▶ [What to do]: Report each line of the entries that includes "chain" by copying it.

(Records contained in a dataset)
────────
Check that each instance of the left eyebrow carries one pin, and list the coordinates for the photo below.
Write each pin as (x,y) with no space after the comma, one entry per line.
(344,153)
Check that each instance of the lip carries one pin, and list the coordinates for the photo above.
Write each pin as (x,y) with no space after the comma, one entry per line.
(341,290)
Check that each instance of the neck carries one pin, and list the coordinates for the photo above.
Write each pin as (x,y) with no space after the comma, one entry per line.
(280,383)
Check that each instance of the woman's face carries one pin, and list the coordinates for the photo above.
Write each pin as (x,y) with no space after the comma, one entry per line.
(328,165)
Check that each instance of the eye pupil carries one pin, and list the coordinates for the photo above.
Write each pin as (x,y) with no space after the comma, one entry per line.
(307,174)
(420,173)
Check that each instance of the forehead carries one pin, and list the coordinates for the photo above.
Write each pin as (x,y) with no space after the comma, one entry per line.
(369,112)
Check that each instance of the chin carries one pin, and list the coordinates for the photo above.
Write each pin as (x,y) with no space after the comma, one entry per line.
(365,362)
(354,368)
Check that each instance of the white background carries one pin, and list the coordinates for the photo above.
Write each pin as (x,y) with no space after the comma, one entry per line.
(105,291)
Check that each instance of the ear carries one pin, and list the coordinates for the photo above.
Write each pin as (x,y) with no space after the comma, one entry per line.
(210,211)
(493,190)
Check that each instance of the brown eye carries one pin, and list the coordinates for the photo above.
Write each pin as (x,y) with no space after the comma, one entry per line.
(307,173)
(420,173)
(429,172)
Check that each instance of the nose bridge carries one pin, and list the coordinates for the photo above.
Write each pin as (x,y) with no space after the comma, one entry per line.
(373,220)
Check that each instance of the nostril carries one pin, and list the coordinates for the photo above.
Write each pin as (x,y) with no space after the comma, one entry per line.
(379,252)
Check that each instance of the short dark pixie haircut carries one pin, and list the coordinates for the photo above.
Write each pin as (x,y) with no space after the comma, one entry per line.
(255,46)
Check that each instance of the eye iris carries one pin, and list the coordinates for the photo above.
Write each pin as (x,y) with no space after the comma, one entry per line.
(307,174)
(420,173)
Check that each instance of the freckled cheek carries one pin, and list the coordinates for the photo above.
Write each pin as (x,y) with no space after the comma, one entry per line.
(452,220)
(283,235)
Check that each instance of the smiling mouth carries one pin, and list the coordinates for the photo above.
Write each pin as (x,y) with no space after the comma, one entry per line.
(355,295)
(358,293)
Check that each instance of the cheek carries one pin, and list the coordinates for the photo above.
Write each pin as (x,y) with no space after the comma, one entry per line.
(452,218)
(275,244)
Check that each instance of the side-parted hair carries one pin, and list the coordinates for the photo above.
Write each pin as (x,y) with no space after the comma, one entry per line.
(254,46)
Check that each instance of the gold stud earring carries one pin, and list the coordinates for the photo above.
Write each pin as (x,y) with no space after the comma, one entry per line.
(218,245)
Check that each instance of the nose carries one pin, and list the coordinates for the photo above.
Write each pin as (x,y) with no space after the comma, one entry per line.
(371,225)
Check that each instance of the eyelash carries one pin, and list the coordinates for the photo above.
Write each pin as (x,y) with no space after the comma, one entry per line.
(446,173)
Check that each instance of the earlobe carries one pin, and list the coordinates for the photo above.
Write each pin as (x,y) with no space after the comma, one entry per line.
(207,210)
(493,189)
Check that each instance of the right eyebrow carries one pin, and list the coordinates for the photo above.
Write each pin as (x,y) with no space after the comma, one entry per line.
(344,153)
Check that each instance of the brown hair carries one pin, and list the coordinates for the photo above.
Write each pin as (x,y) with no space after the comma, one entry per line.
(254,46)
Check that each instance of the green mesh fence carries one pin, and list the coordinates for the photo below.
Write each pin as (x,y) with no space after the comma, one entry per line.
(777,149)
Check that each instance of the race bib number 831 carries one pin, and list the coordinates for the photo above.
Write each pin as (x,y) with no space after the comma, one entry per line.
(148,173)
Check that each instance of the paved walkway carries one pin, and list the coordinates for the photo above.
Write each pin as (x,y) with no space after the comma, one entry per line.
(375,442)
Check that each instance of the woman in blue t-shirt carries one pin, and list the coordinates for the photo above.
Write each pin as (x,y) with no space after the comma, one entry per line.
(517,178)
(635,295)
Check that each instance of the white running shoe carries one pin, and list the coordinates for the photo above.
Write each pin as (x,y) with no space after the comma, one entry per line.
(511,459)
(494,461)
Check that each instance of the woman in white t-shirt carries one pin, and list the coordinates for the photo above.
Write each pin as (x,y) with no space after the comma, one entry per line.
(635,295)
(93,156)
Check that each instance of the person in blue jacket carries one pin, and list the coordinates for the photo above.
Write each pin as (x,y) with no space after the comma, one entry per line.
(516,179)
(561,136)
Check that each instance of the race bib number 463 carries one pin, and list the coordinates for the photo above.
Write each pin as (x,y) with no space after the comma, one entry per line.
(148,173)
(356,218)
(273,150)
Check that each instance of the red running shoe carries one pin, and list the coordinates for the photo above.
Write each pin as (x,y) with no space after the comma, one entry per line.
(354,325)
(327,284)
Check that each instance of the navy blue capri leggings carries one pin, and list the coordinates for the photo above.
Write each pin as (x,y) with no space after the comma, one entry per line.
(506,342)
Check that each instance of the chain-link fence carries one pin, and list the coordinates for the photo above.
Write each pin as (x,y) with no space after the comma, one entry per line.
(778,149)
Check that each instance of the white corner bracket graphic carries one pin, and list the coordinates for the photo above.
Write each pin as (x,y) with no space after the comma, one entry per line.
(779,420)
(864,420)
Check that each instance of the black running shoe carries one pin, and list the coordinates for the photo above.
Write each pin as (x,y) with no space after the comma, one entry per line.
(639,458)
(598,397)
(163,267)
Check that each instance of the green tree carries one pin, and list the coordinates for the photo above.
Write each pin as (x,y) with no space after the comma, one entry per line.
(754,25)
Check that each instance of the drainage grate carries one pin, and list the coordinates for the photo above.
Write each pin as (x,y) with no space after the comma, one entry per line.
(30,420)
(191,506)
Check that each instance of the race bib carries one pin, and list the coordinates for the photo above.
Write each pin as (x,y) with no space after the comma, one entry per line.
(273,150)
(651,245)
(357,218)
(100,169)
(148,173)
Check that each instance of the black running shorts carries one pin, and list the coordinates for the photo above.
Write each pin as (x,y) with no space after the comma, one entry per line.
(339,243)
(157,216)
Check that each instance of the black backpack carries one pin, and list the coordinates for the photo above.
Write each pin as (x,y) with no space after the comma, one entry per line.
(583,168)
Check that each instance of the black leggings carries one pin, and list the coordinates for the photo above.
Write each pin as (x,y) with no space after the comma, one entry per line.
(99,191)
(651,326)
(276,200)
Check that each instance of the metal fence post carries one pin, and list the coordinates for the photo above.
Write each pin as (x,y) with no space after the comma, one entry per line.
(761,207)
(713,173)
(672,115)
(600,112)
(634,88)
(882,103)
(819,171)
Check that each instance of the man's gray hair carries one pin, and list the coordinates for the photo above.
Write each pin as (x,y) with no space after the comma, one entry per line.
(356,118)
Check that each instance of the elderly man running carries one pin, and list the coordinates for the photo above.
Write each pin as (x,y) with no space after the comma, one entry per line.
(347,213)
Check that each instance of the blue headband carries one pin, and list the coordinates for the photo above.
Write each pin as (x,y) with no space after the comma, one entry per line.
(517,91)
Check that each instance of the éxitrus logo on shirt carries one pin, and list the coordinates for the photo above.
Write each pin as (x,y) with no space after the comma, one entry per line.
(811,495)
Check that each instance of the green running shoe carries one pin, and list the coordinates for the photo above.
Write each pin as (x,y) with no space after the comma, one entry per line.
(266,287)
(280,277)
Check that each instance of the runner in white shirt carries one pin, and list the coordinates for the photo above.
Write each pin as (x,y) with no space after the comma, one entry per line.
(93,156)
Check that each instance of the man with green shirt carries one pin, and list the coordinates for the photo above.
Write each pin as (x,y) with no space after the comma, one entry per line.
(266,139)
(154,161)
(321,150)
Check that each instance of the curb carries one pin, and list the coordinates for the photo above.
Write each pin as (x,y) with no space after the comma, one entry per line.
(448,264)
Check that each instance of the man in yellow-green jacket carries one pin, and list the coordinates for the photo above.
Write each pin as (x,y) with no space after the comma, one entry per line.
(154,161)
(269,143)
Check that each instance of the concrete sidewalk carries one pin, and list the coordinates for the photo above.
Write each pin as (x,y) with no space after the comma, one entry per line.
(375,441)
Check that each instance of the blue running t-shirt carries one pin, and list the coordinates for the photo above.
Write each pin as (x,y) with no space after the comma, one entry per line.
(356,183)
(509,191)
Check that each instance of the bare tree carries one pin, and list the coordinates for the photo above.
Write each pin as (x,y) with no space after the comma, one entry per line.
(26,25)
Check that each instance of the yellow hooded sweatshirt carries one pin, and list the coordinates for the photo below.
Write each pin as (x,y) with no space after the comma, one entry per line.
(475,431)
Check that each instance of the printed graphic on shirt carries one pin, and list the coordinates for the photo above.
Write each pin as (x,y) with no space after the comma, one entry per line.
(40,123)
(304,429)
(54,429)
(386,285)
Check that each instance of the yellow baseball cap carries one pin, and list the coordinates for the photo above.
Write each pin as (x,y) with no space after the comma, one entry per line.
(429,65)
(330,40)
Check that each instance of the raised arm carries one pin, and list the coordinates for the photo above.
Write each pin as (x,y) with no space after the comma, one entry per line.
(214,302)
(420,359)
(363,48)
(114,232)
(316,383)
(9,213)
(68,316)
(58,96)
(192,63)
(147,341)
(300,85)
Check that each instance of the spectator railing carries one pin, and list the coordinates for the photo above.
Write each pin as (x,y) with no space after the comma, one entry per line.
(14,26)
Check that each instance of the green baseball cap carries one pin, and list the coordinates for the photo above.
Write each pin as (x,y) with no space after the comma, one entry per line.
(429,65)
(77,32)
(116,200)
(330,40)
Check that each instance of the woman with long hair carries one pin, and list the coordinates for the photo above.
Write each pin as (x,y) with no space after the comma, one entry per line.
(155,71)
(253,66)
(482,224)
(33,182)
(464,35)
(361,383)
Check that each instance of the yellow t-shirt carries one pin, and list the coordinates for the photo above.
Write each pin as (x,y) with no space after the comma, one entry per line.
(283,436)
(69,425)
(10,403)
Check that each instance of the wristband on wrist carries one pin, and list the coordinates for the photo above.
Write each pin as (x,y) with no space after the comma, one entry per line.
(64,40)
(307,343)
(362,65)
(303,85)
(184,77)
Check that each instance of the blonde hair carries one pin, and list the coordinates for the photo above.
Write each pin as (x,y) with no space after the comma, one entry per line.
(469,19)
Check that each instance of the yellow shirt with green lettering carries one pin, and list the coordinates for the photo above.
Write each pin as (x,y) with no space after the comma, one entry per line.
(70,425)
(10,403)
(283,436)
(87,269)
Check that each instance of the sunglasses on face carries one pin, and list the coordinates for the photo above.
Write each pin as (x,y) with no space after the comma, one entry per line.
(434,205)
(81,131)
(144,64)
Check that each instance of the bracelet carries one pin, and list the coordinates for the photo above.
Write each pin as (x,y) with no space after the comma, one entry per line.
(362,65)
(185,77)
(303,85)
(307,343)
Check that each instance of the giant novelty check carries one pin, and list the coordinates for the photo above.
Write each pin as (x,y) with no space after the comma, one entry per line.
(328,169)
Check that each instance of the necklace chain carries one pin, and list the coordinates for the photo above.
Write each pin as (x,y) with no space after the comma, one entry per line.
────────
▶ [Result for this exercise]:
Check that each instance of the chain-link fence carries one pin, and list the coordinates for the photo above.
Check that each instance of the necklace chain carries one pin, and list the coordinates for the photo above.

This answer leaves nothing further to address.